(Data excerpts)
========================================

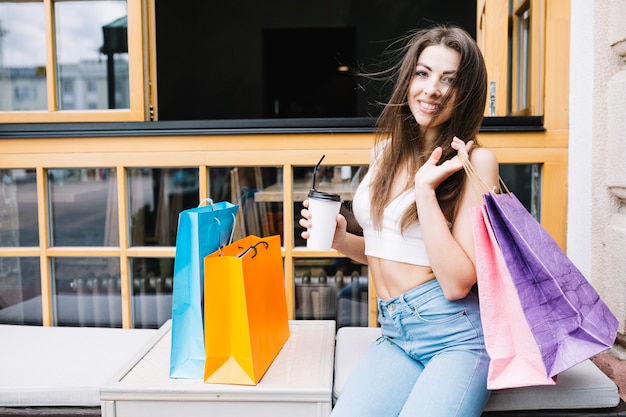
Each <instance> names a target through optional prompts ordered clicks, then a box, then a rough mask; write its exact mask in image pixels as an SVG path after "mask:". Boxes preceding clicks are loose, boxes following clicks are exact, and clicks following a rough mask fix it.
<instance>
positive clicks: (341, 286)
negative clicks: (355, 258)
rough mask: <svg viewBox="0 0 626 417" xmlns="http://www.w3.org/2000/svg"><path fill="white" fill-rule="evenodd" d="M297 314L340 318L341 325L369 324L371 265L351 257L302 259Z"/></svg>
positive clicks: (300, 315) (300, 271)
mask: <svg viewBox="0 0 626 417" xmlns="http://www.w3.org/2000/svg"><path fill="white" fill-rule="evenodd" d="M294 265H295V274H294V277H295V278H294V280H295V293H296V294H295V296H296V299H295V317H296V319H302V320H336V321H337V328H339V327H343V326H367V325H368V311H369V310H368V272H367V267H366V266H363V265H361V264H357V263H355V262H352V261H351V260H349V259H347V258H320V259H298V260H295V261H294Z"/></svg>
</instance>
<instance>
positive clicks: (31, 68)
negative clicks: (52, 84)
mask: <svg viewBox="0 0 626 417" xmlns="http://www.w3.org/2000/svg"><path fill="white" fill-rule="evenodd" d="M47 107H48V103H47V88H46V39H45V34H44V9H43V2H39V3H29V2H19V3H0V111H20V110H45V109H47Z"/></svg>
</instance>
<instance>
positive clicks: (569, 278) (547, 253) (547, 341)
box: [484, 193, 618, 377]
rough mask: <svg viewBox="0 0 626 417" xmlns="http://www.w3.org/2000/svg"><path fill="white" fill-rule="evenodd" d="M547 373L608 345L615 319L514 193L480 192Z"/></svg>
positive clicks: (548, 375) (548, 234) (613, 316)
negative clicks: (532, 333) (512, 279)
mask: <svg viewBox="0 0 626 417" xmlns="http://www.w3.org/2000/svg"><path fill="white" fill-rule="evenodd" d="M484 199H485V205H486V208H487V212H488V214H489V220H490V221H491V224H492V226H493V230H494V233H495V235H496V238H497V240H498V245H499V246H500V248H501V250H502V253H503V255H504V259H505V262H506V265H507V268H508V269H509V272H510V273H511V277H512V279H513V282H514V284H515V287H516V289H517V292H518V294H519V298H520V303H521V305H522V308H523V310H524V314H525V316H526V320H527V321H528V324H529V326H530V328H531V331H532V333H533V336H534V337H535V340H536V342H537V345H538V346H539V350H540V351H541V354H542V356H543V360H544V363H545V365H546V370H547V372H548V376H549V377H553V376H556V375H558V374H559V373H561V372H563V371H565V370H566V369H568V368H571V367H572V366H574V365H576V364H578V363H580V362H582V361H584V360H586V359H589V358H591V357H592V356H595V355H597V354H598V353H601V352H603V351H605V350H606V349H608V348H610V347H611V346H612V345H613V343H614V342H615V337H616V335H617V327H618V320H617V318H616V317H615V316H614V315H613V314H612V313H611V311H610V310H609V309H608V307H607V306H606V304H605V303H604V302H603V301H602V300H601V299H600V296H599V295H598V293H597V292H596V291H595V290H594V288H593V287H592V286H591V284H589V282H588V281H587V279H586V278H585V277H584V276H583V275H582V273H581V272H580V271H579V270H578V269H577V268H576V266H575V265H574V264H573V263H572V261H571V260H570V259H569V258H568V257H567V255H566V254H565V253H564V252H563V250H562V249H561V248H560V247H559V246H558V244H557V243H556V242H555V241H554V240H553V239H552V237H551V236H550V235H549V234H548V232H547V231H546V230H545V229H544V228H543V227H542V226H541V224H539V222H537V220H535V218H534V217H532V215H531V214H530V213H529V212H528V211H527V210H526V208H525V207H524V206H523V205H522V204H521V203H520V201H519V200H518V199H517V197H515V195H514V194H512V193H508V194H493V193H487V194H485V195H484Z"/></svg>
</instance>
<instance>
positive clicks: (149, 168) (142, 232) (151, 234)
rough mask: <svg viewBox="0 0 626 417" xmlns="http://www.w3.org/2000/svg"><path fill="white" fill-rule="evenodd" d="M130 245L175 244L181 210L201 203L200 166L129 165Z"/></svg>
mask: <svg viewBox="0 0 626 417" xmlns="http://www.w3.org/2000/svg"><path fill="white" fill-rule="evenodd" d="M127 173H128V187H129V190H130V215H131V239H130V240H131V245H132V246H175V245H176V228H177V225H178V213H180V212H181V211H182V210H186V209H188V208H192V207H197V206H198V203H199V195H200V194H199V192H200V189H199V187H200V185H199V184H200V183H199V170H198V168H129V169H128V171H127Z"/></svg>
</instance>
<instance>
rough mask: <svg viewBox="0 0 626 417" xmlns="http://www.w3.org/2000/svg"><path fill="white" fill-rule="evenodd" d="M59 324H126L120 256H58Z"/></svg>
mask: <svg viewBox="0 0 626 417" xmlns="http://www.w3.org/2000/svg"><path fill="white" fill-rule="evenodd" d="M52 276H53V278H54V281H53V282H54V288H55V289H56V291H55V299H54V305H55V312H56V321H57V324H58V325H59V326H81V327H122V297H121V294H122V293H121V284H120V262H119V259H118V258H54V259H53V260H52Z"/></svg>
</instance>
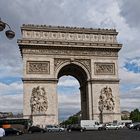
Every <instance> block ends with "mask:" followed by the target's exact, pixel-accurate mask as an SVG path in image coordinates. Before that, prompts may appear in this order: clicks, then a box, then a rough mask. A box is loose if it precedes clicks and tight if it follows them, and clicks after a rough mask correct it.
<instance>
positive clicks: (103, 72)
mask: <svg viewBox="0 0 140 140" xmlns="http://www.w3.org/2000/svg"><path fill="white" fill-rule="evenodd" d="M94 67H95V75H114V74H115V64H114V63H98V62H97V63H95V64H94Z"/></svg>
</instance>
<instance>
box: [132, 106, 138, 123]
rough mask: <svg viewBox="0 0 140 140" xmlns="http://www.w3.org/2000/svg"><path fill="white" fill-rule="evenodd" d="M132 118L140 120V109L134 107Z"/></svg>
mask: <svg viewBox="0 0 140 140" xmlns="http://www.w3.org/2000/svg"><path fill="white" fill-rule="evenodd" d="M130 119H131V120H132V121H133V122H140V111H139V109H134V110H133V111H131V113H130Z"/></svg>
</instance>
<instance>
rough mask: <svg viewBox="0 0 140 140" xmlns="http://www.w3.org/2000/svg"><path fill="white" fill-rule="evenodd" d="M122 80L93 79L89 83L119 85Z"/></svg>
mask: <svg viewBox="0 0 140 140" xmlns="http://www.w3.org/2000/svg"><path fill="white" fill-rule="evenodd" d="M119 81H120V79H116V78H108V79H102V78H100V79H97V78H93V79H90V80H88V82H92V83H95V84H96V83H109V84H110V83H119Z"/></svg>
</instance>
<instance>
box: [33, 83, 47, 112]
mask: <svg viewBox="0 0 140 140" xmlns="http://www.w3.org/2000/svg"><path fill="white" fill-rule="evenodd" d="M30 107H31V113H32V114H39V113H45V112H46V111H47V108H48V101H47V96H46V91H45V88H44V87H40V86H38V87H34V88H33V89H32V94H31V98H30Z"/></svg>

========================================

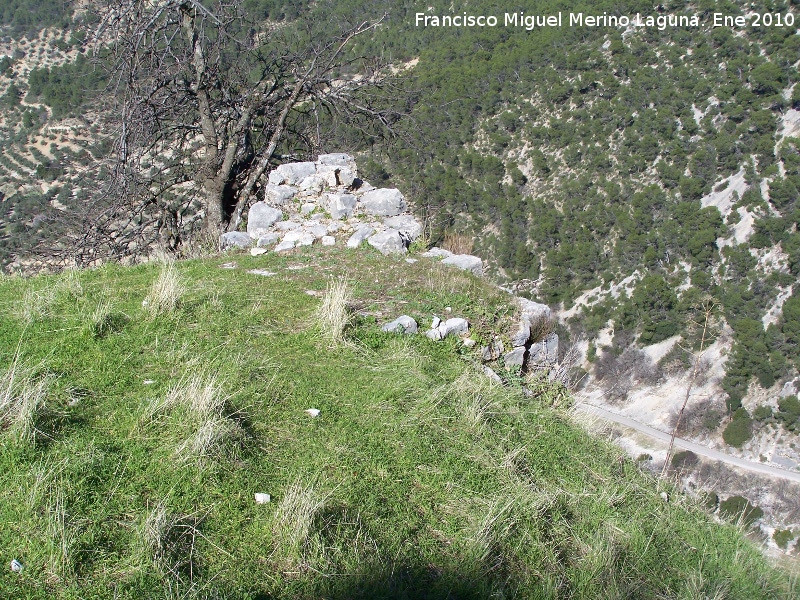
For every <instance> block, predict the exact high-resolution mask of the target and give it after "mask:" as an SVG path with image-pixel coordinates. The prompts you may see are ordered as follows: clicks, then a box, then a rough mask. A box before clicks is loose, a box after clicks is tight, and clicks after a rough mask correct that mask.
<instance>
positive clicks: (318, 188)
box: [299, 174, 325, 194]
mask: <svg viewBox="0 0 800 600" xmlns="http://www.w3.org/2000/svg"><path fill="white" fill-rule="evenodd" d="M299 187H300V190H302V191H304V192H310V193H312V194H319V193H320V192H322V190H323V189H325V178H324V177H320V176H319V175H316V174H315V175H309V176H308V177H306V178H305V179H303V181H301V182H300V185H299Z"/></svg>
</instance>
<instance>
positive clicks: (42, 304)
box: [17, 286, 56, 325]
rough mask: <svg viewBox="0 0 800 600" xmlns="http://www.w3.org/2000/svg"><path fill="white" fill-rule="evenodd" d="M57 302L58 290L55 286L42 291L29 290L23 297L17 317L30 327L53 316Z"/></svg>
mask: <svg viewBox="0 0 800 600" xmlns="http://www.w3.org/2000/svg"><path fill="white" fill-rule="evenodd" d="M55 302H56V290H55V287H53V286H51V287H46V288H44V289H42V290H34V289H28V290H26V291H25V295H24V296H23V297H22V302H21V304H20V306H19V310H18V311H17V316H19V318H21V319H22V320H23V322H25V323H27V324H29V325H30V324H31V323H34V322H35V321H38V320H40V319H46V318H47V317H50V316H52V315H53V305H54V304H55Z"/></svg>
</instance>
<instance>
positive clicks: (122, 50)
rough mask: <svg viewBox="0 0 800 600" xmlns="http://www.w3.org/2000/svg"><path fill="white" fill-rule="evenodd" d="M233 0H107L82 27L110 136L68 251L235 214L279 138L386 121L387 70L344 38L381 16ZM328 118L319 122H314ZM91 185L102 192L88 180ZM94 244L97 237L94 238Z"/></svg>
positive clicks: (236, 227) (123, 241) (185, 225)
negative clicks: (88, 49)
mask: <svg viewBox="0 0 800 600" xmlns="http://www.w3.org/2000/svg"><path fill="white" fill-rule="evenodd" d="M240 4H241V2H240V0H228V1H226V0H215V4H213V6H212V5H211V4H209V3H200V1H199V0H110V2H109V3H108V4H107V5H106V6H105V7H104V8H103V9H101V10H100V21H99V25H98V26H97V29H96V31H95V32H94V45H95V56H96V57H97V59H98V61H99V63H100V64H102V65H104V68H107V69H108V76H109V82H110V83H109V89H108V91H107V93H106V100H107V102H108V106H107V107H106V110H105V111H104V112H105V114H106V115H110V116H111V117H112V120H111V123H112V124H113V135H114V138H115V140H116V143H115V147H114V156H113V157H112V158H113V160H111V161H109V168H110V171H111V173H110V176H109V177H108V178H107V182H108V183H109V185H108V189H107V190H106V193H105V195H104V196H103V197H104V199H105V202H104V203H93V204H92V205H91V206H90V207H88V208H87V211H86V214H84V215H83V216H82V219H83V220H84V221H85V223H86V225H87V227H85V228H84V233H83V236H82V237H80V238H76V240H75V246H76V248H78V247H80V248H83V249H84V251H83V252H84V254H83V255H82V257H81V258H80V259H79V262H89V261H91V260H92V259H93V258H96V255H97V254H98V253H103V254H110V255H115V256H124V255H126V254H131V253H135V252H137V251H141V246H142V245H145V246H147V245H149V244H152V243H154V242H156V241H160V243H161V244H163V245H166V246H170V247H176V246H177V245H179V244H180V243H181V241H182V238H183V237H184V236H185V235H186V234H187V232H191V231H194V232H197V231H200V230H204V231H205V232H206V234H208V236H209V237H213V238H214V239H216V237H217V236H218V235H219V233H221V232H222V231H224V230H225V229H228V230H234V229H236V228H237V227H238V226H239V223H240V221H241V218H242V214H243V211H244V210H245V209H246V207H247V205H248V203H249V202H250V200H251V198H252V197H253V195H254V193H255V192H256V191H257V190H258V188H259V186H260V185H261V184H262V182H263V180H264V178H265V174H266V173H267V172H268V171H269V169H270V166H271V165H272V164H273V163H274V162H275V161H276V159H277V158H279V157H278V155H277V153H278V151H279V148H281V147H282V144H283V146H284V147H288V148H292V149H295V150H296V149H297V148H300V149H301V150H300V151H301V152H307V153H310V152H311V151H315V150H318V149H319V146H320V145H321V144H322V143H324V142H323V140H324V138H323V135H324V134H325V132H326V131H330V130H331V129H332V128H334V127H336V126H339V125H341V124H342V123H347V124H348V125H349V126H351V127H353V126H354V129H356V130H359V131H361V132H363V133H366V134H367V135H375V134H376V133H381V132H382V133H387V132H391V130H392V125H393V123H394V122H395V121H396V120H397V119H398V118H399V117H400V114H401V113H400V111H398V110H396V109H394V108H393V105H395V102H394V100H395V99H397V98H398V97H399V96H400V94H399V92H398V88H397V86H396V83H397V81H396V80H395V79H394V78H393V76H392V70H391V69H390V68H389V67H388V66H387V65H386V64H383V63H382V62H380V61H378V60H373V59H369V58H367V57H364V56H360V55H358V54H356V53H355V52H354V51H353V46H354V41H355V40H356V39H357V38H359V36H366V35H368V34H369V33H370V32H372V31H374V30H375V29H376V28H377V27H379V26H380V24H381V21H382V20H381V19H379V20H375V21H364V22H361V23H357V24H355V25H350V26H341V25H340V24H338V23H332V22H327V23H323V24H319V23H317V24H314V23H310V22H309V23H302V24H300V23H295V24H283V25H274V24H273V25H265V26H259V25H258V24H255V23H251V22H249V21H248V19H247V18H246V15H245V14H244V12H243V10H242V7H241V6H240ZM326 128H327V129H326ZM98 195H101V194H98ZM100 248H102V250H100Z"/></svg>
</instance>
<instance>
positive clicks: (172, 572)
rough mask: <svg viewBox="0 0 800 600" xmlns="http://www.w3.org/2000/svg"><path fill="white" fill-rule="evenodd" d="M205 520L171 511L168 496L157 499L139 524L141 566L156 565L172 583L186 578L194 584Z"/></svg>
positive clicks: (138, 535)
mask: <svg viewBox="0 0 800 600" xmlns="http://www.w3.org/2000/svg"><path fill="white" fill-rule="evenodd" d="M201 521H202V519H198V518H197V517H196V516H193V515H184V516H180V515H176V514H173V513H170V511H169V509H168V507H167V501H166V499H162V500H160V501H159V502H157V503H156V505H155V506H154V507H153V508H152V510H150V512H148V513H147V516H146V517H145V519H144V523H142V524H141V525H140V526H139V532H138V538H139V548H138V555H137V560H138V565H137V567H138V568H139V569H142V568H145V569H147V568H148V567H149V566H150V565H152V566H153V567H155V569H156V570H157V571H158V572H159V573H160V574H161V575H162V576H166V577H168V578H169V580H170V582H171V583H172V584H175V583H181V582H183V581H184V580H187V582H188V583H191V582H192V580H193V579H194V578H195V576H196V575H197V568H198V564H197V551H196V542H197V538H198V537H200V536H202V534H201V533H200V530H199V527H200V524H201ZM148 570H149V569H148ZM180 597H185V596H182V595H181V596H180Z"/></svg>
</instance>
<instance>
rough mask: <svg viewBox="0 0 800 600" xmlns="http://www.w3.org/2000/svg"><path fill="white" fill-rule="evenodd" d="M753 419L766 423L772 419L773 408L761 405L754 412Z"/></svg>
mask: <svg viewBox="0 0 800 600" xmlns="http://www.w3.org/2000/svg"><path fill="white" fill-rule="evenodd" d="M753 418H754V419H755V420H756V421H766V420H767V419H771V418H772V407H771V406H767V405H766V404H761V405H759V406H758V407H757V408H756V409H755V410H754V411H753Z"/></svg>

========================================

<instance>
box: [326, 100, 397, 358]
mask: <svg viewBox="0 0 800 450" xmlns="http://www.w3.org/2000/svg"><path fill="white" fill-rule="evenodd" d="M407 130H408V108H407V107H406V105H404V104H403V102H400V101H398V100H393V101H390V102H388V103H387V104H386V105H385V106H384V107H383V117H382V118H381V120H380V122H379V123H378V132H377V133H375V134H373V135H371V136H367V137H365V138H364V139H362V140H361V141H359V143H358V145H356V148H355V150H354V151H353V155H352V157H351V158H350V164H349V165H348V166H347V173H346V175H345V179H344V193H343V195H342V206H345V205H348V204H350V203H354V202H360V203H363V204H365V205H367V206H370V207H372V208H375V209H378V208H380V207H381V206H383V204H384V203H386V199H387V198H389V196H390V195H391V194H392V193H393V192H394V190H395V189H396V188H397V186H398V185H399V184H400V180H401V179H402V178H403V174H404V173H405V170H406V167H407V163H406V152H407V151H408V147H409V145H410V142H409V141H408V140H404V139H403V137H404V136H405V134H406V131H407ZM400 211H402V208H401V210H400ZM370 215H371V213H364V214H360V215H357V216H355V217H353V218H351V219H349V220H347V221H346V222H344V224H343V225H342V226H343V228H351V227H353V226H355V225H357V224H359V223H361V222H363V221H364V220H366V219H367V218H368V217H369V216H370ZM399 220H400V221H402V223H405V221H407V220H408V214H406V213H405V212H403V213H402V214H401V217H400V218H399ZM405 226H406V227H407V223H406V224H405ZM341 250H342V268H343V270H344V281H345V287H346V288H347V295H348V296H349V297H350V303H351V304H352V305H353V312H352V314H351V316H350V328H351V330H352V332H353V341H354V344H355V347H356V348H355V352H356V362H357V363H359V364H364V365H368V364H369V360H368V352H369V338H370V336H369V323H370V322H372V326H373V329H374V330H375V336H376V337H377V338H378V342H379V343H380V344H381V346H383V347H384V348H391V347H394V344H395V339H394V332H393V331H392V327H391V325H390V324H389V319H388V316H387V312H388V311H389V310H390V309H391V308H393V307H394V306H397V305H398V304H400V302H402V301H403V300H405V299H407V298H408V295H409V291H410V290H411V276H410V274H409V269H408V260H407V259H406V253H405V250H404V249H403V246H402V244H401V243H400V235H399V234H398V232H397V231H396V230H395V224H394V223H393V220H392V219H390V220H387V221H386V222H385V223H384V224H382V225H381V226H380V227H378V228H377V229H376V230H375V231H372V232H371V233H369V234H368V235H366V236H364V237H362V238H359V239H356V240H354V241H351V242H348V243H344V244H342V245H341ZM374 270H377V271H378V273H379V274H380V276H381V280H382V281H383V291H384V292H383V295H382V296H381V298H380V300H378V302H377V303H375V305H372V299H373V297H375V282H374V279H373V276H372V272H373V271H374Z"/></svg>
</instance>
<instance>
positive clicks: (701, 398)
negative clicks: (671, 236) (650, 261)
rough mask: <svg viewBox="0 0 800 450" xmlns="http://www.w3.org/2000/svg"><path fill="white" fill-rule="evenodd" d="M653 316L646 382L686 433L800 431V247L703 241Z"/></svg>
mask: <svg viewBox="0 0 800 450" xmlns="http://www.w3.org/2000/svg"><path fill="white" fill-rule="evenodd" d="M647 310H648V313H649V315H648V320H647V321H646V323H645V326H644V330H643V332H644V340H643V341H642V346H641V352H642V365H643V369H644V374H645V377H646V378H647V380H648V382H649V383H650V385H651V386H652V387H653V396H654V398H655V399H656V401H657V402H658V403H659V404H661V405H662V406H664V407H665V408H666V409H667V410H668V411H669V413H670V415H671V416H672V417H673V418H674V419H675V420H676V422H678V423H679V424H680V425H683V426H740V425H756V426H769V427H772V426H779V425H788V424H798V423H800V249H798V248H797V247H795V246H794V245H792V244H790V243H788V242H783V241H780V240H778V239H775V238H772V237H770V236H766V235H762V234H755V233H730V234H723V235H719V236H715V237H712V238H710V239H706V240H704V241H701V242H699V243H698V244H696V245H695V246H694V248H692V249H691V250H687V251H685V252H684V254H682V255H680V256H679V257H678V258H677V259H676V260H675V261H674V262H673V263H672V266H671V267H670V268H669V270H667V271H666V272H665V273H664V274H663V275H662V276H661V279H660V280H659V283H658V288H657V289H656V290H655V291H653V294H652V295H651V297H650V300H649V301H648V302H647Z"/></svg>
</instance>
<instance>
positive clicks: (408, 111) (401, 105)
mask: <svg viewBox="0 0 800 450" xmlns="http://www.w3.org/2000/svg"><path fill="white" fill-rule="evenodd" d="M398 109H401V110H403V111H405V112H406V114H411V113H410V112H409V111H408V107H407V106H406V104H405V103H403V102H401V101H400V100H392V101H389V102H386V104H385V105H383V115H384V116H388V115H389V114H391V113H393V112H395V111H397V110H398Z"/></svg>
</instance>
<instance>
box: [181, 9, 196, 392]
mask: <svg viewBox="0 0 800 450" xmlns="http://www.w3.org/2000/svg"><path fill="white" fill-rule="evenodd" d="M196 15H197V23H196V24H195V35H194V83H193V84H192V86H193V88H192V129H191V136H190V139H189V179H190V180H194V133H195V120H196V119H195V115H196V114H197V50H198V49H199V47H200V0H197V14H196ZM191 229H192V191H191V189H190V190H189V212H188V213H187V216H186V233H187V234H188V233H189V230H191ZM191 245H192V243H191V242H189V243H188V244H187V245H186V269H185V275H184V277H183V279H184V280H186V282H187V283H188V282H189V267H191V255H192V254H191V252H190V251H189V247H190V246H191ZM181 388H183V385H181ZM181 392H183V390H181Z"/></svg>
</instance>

========================================

## [Task description]
Wherever the string "correct" appears in a line above, copy that line.

## [Output]
Every <instance> block ends with "mask:" followed by the target's exact, pixel-accurate mask as an SVG path in image coordinates. Before that, prompts may appear in this order: clicks, then a box, then a rough mask. A box is loose if it precedes clicks and tight if it follows them, and clicks after a rough mask correct it.
For every <instance> block, predict the exact high-resolution mask of the target and give it after "mask:" as an SVG path with image-pixel coordinates. The prompts you may see are ordered as follows: clicks, then a box, then a rough mask. A box before clicks is loose, a box after clicks is tight, and clicks after a rough mask correct that mask.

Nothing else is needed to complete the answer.